Tasks and exercises:
• a. Name every form that concept drift can take according to the text on machine learning runtime challenges.
• b. Revise the text on machine learning runtime challenges from "Underperforming Segments" to "for no reason.", replacing "clients" with "customers".

Excerpt provided:
Machine Learning Runtime Challenges (Model-Ops)
Once the ML model is deployed to production, many issues occur in runtime reducing the predictive accuracy and shortening the lifetime. Without monitoring, the model can easily hit any of the runtime bombs and fail due to data drift, concept drift, anomalies, etc.
Data Drift
Data drift happens when the input data stream follows a pattern different from the original pattern in the historical data that was used to train the model. It is also called feature drift, population, or covariate shift. Usually, data drift happens with temporal data, non-stationary data, heteroskedastic data and graph-based data. It means that the features (independent variables) used to build the model have changed, which means that the model or the equations that predict the target variable will have input other than the expected, which will lead to a prediction other than what it was supposed to be.
Concept Drift
Concept drift is the deviation of the target variable from its old pattern, it happens when the statistical features of the target variable change in the runtime. Considering that the trained model is a function mapping the input variables (or features), any change in the statistical or mathematical properties of the input or the output will lead to inaccuracies in the predicted values. The drift can be sudden, gradual, incremental, recurring or accidental.
Underperforming Segments
Sometimes the model performance is good, except for a few instances of the input/output which are predicted significantly worse. If these instances fall in the same segment, this implies that we have partial drift for a subset of the data, especially if this segment was predicted accurately in the development and evaluation stage. Partial drifts are usually invisible as we evaluate the model performance as a whole, and the risk here is that we may lose a whole segment of our clients for no reason.

Information shown:
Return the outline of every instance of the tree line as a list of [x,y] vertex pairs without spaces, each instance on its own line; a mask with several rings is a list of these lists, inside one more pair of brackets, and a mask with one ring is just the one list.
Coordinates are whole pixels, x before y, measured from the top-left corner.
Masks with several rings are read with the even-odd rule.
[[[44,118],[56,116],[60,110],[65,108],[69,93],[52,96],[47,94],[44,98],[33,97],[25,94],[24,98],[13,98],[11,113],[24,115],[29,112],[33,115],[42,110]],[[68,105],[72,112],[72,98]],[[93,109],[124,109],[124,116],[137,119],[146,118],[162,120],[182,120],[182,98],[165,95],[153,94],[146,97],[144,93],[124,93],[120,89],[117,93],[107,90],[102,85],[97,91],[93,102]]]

Answers in order:
• a. Sudden, gradual, incremental, recurring, and accidental.

• b.
Underperforming Segments
Sometimes the model performance is good, except for a few instances of the input/output which are predicted significantly worse. If these instances fall in the same segment, this implies that we have partial drift for a subset of the data, especially if this segment was predicted accurately in the development and evaluation stage. Partial drifts are usually invisible as we evaluate the model performance as a whole, and the risk here is that we may lose a whole segment of our customers for no reason.